[Given instruction]: Find every line in the items below that contains the word "Target", and copy each of those lines.

[Raw records]:
--- Start ---

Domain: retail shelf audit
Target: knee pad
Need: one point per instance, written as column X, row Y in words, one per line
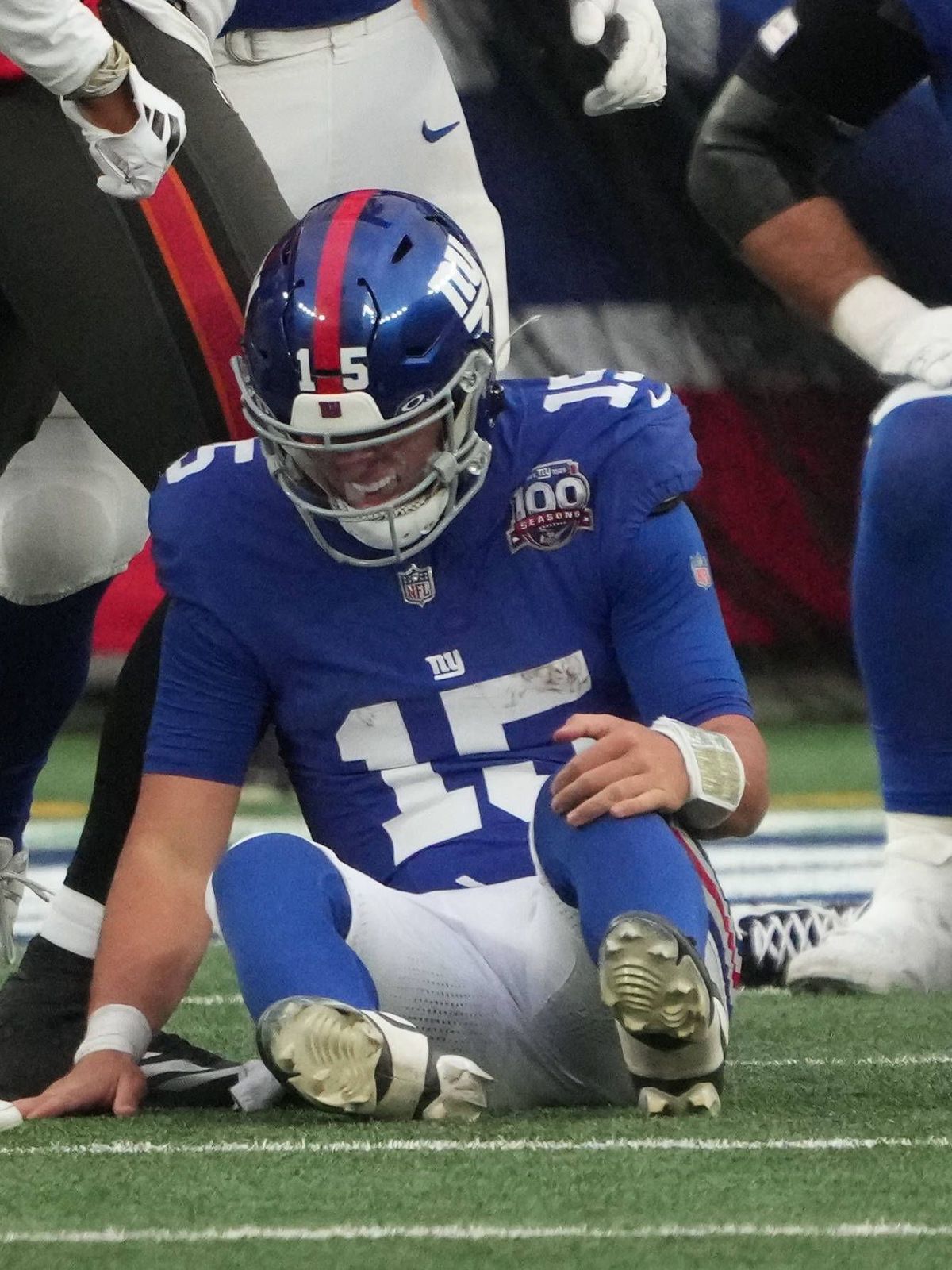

--- End ---
--- Start ---

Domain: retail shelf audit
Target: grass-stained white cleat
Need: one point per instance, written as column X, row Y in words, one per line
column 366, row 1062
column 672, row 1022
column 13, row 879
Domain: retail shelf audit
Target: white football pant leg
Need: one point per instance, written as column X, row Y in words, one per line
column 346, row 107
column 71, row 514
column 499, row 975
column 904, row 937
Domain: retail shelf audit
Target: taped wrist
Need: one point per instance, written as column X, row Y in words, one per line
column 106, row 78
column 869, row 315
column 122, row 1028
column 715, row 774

--- End ---

[Solution for this exercise]:
Target: knee pad
Target: grass-stained white cleat
Target: white football pant leg
Target: taped wrist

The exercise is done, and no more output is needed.